§ INFORMATION PROVIDED
━━━

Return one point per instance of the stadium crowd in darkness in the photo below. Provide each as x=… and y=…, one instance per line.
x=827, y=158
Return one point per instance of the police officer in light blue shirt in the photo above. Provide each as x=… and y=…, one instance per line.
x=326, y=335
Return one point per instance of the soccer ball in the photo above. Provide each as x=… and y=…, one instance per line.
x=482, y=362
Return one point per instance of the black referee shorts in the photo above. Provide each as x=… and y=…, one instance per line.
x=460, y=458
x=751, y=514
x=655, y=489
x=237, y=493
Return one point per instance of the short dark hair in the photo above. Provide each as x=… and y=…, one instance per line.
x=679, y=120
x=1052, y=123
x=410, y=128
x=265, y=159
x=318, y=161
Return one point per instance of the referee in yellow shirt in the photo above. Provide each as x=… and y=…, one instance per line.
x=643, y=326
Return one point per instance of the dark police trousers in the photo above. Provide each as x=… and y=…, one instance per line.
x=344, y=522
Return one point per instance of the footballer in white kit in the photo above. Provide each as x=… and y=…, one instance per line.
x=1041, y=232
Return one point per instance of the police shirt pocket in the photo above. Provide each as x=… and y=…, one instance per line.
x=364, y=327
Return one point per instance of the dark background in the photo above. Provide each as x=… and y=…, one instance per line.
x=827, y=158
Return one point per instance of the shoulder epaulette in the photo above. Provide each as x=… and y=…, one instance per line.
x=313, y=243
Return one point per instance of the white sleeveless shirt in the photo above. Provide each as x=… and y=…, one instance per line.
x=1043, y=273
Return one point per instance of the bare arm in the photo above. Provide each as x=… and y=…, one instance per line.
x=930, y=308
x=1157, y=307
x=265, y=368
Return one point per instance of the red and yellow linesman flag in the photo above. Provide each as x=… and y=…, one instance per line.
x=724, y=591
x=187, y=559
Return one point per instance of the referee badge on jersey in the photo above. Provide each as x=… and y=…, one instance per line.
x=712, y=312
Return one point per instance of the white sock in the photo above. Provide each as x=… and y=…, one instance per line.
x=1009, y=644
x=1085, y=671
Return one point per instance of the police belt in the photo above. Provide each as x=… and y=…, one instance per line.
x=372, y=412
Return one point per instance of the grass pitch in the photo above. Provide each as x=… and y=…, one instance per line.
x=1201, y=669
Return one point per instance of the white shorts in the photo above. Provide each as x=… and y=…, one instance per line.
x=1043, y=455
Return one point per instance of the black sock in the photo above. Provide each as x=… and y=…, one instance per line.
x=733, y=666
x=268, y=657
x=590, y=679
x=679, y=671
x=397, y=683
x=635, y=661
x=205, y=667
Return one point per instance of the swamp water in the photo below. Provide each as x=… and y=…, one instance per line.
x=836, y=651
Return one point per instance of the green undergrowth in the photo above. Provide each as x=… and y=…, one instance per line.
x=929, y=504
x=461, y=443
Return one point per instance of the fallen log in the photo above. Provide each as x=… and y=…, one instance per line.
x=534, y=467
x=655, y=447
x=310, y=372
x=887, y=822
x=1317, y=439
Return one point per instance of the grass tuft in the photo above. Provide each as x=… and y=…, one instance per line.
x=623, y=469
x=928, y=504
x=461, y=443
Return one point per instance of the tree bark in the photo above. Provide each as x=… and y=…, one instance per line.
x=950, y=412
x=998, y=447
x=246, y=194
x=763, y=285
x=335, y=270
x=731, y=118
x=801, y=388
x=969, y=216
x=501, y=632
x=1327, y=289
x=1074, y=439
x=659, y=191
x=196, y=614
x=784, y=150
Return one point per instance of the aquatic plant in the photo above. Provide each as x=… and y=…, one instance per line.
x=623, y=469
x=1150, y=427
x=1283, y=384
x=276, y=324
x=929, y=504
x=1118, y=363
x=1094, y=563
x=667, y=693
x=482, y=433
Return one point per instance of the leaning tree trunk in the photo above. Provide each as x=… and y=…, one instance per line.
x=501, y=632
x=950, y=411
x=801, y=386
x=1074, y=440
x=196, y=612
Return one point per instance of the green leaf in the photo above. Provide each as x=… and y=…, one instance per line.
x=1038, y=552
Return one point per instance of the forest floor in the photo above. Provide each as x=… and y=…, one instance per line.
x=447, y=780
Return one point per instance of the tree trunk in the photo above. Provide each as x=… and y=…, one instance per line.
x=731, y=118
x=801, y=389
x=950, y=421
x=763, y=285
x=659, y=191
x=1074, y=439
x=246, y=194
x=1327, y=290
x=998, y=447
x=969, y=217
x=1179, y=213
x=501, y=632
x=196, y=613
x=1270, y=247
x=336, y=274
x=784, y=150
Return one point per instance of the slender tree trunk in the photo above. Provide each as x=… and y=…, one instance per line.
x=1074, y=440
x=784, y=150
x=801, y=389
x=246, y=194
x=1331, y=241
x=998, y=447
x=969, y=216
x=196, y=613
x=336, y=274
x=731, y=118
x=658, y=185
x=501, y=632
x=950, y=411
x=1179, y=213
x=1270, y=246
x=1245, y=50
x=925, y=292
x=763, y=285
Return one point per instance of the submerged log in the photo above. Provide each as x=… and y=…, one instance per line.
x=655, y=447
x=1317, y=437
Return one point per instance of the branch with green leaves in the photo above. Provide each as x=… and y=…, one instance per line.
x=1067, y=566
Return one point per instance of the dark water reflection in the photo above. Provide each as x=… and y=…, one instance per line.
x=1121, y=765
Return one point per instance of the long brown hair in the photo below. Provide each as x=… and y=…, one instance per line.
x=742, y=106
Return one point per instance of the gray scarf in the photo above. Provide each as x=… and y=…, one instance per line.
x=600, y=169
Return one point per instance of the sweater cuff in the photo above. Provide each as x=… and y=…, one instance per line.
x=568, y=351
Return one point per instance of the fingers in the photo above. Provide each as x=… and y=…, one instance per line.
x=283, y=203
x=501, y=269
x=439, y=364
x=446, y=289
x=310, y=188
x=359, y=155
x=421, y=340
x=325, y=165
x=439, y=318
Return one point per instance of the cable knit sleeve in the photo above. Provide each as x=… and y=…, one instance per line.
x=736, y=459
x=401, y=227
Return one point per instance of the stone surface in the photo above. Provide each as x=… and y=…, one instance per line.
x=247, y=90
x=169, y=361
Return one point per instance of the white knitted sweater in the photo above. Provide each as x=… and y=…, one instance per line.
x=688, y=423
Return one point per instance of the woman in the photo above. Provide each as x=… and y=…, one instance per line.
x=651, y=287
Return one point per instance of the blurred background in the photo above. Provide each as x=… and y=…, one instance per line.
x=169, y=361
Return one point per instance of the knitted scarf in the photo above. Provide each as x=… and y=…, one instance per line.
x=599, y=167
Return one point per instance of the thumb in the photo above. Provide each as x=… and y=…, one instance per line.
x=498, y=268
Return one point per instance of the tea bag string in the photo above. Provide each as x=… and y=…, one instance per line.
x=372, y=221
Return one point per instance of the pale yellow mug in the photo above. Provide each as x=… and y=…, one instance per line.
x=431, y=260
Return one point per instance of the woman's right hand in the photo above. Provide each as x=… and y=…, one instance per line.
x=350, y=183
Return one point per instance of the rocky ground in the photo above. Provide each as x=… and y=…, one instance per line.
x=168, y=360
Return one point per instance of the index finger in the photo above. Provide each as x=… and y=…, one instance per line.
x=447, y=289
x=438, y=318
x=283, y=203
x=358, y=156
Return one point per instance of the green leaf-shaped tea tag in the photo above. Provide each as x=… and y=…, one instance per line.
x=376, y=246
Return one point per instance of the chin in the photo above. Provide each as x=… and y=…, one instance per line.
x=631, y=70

━━━

Transcribe each line of the data exactly, skipping none.

§ WRITTEN REPLY
Return one point per instance of the stadium crowd in darkness in the photo below. Provide each as x=… and y=…, one instance per line.
x=827, y=158
Return one point per instance of the police officer in light blue shirt in the photo above. Provide each as x=… and y=…, one instance per line.
x=326, y=335
Return one point per instance of the soccer ball in the photo above. Provide each as x=… and y=…, one instance per line.
x=482, y=362
Return one point per instance of the black referee shorts in the photo above. Provide each as x=… and y=…, one instance per line.
x=460, y=458
x=751, y=514
x=655, y=489
x=237, y=493
Return one point per instance of the short dark hair in the photo above. Provide each as x=… and y=…, one instance per line.
x=679, y=120
x=1052, y=123
x=410, y=128
x=265, y=159
x=318, y=161
Return one point per instance of the referee in yellow shirt in the photo above. Provide each as x=… and y=…, one instance per line.
x=643, y=326
Return one point per instance of the dark police trousers in the photo above. Provide each as x=… and y=…, one instance per line.
x=344, y=522
Return one point per instance of the footballer in white kit in the photo above. Provide each as x=… and y=…, one instance per line.
x=1041, y=232
Return one point per instance of the police shirt pocket in the photo above. Provide each as x=… and y=…, one instance per line.
x=364, y=327
Return one point per instance of the dark background in the photo above. Provide each as x=… and y=…, one instance per line.
x=827, y=158
Return one point per instance of the shoulder epaulette in the photo above. Provide each as x=… and y=…, one instance per line.
x=313, y=243
Return one point per instance of the white sleeveless shirt in the photo above. Provide each as x=… and y=…, one instance per line.
x=1043, y=273
Return one point per instance of the bare arm in the photo above. Provide each as x=… and y=…, one instance per line.
x=930, y=308
x=1157, y=307
x=265, y=368
Return one point per instance of the red and yellow linesman flag in the photo above. Provide each as x=… and y=…, one instance per line.
x=724, y=591
x=187, y=559
Return one point per instance of the referee badge on jersey in the photo above. Provide each as x=… and y=…, one instance per line.
x=712, y=312
Return one point per instance of the white sock in the photo above. Provide each as x=… and y=…, one instance per line.
x=1009, y=644
x=1085, y=671
Return one point per instance of the police belt in the photo above. Provide each as x=… and y=…, one instance per line.
x=372, y=412
Return one point per instance of the grass pitch in the photo above. Provide each as x=… and y=…, one instance per line.
x=1201, y=669
Return one point per instance of the white shorts in the photo above. Provide each as x=… and y=…, one instance per line.
x=1043, y=455
Return one point per instance of the black sock in the photo above. Provide each as x=… and y=…, one instance per line.
x=733, y=666
x=268, y=657
x=590, y=679
x=679, y=671
x=397, y=683
x=635, y=661
x=205, y=667
Return one point per instance of the swamp water in the photo below. Provide each as x=… and y=…, one instance per line.
x=836, y=651
Return one point per instance of the green undergrowth in the photo above. Provide each as x=… and y=…, one instance per line.
x=929, y=504
x=461, y=443
Return one point per instance of the fallen log in the photo above. Provide each as x=… and y=…, one instance per line.
x=534, y=467
x=655, y=447
x=310, y=372
x=887, y=822
x=1317, y=439
Return one point per instance of the grass tuft in the photo above. Provide each as x=… and y=…, one instance per line.
x=623, y=469
x=928, y=504
x=461, y=443
Return one point per instance of the tree bark in the photo above. Provide each as x=… and y=…, one instance per line.
x=950, y=412
x=998, y=447
x=246, y=194
x=763, y=285
x=335, y=270
x=731, y=118
x=801, y=388
x=969, y=216
x=501, y=632
x=1327, y=289
x=1074, y=439
x=659, y=191
x=196, y=614
x=784, y=150
Return one point per instance of the aquatic plant in the photo above. Provide each as x=… and y=…, one instance per line.
x=623, y=469
x=1150, y=427
x=1283, y=384
x=276, y=324
x=929, y=504
x=1118, y=363
x=1094, y=563
x=667, y=693
x=482, y=433
Return one point per instance of the leaning tree trunk in the photo above. Provide each as x=… and y=…, one instance per line.
x=501, y=632
x=950, y=411
x=801, y=386
x=1074, y=440
x=196, y=612
Return one point per instance of the green leaf in the photo above. Provide each as x=… and y=…, one instance per line.
x=1038, y=552
Return one point per instance of the forest floor in the photo above. Provide each as x=… and y=…, one instance per line.
x=447, y=780
Return one point per instance of the tree trunk in the photo above. Provide each as x=… and y=…, one instance per line.
x=731, y=118
x=801, y=389
x=950, y=421
x=763, y=285
x=659, y=191
x=1074, y=439
x=246, y=194
x=1327, y=290
x=998, y=447
x=969, y=217
x=1179, y=213
x=501, y=632
x=196, y=613
x=1270, y=247
x=336, y=274
x=784, y=150
Return one point per instance of the slender tree trunk in the photo above. Provide each as x=… and y=…, one instance per line.
x=1074, y=440
x=784, y=150
x=801, y=389
x=246, y=194
x=1331, y=241
x=998, y=447
x=969, y=216
x=196, y=613
x=336, y=274
x=731, y=118
x=658, y=185
x=501, y=632
x=950, y=411
x=1179, y=213
x=1270, y=246
x=1245, y=50
x=925, y=292
x=763, y=285
Return one point per instance of the submerged log in the photo above. Provide each as x=… and y=…, one instance per line.
x=655, y=447
x=1317, y=437
Return one point per instance of the branch with green leaves in the photo above. Provide each as x=… and y=…, one instance per line.
x=1067, y=566
Return one point per instance of the dark water reflection in the photo above. Provide each as x=… and y=…, one instance per line.
x=1121, y=765
Return one point per instance of the long brown hair in the photo below. Provide each as x=… and y=…, one instance per line.
x=742, y=106
Return one point per instance of the gray scarf in the photo above. Provide each as x=… and y=…, one instance per line.
x=600, y=169
Return one point per instance of the sweater cuff in the photo above. Provide each as x=… and y=…, one instance per line.
x=568, y=351
Return one point per instance of the fingers in the photo above. Provide each as x=… and y=…, one instance per line.
x=283, y=203
x=501, y=269
x=439, y=364
x=446, y=289
x=310, y=188
x=359, y=155
x=421, y=340
x=325, y=165
x=439, y=318
Return one point per instance of the cable knit sleeve in the photo above. Provide each as x=… and y=…, one instance per line.
x=736, y=459
x=401, y=227
Return one point per instance of the stone surface in the photo above. Provide each as x=… and y=…, one instance per line.
x=247, y=90
x=169, y=361
Return one point per instance of the white knitted sweater in the photo above. Provide each as x=… and y=…, one instance per line.
x=688, y=423
Return one point per instance of the woman in the photo above. Provide each as x=… and y=…, one instance per line.
x=651, y=287
Return one point per instance of the blurred background in the photo above. Provide each as x=… and y=…, one instance per line.
x=169, y=361
Return one point per instance of the knitted scarf in the photo above. Provide each as x=… and y=…, one instance per line.
x=599, y=167
Return one point per instance of the thumb in the photo above. Provide each as x=… and y=…, one instance per line.
x=498, y=268
Return one point per instance of the tea bag string in the photo above. Provide each as x=… and y=…, one instance per line.
x=372, y=221
Return one point per instance of the pale yellow mug in the photo above. Provide each as x=… and y=…, one instance per line.
x=431, y=260
Return one point per instance of the woman's right hand in the photo above. Provide each as x=… and y=…, one instance per line.
x=350, y=183
Return one point per instance of the rocky ground in the photo above. Provide each as x=… and y=…, one instance per line.
x=168, y=360
Return one point per instance of the index finger in the photo above. Provide each as x=… and y=…, one instance per line.
x=447, y=289
x=438, y=318
x=283, y=203
x=358, y=156
Return one point per instance of the green leaf-shaped tea tag in the photo above. Provide each as x=… and y=…, one instance per line.
x=376, y=246
Return one point per instance of the chin in the photo above. Provide each as x=… and y=…, one instance per line.
x=631, y=70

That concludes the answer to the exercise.